● **Do this**
Nothing but the lines from the one that contains "Task: tag every instance of the excavator wheel" through the end of the listing should appear, set down exactly.

======== Raw data

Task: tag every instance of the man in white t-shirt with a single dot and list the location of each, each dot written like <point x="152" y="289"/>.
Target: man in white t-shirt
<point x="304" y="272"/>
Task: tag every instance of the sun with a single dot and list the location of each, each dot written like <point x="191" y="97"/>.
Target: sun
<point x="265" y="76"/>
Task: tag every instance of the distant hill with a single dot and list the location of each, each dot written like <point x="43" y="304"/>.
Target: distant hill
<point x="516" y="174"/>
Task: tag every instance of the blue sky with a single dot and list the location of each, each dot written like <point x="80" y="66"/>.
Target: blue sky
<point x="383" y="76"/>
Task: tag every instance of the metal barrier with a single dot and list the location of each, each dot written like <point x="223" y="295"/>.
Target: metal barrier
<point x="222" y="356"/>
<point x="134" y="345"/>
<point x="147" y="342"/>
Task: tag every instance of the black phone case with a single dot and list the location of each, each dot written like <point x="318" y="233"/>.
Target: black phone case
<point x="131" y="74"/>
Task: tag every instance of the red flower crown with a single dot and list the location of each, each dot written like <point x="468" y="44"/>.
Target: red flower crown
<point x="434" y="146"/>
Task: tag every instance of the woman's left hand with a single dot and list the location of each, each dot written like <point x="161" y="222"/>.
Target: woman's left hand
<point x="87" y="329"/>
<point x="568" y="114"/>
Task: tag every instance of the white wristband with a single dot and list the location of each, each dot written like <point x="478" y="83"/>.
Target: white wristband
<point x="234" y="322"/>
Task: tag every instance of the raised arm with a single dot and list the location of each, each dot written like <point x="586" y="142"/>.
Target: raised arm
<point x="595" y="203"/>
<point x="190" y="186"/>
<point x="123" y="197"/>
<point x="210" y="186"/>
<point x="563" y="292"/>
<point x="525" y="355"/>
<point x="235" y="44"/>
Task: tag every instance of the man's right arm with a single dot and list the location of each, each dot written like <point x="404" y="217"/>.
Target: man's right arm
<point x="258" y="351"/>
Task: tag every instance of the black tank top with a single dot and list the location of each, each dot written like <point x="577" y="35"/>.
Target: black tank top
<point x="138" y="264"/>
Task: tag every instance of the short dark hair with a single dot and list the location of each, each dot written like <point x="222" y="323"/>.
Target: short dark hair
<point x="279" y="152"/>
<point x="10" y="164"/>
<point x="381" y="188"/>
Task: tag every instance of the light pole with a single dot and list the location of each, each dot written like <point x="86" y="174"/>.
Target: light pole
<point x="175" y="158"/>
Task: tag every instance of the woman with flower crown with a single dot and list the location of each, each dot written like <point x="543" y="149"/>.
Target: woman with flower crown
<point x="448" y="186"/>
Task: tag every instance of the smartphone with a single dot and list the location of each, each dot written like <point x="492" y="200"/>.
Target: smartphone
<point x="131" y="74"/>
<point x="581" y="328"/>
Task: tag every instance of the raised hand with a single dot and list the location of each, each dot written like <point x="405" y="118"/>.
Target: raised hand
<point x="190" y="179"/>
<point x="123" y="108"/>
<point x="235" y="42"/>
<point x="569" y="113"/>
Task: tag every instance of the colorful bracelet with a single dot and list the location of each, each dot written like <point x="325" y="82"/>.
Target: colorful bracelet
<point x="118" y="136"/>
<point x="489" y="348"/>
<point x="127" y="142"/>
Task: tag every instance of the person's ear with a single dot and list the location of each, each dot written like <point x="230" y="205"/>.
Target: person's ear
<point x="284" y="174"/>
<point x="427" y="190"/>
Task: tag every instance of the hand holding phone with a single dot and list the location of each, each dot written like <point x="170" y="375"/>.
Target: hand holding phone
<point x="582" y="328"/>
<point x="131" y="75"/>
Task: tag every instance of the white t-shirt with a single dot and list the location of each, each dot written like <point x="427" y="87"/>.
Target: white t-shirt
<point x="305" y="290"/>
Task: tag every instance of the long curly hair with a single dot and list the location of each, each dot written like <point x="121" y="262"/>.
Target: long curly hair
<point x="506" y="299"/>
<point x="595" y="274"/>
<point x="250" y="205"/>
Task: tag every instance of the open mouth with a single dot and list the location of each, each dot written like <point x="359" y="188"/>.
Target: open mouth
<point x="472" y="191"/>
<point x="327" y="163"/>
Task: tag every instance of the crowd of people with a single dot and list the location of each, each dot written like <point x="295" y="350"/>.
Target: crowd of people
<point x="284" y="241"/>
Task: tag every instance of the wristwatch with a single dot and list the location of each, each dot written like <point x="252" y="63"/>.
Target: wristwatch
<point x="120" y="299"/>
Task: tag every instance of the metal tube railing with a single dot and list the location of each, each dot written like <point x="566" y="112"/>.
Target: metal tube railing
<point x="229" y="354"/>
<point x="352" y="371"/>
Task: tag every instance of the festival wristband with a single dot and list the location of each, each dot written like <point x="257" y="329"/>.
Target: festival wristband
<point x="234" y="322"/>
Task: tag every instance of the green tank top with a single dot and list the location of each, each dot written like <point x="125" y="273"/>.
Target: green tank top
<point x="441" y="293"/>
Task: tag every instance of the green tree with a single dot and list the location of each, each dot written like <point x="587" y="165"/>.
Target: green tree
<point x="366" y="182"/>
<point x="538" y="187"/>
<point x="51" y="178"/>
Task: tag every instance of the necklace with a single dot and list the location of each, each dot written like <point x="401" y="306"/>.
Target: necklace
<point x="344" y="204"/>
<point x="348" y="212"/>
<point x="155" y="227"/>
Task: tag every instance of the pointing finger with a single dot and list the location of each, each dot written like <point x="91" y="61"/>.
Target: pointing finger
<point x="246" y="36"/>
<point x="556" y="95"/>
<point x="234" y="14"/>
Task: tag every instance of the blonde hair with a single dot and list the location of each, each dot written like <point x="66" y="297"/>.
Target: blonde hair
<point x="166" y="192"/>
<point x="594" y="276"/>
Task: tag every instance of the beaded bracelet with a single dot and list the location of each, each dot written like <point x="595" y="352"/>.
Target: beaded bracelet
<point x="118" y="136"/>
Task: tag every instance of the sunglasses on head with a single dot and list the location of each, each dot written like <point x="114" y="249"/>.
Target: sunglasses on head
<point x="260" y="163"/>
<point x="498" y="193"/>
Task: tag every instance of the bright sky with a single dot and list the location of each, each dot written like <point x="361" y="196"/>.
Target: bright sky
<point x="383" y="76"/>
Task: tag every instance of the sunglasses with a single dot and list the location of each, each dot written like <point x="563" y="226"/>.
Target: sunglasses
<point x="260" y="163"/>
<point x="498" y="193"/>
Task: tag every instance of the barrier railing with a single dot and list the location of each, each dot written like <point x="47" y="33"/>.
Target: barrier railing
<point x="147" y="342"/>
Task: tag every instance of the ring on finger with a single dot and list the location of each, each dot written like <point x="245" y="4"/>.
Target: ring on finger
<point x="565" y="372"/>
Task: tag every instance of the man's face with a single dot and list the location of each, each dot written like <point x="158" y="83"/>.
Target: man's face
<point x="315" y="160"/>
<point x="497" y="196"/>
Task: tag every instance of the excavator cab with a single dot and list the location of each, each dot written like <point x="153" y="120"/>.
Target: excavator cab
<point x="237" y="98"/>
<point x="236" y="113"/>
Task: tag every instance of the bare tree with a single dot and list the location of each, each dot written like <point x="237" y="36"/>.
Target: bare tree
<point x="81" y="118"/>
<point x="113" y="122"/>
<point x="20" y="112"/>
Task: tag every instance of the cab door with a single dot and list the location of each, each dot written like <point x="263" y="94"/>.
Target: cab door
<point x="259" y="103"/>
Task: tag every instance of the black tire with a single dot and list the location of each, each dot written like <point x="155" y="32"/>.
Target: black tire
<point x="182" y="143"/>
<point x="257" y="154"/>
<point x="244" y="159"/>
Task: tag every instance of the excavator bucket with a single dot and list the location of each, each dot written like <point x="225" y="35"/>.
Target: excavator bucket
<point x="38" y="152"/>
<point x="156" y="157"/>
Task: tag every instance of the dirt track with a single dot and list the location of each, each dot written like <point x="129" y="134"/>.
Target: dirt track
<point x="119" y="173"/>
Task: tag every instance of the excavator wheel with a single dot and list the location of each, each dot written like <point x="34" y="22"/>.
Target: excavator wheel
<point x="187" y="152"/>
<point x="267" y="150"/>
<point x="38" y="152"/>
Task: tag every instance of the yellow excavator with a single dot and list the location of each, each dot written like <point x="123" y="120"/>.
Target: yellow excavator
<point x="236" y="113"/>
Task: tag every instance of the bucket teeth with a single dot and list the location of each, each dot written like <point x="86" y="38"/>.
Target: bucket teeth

================

● **Exercise response**
Task: tag every instance of the excavator wheel with a single dot and list the location of each, each dot written like <point x="34" y="22"/>.
Target: excavator wheel
<point x="187" y="152"/>
<point x="267" y="150"/>
<point x="38" y="152"/>
Task: tag every instance of the yellow excavator with a single dot and list the location of each, each dot written like <point x="123" y="120"/>.
Target: yellow excavator
<point x="236" y="113"/>
Task: tag every instance of the bucket teeth with a single dot and list the location of each, each dot written like <point x="86" y="38"/>.
Target: bucket teeth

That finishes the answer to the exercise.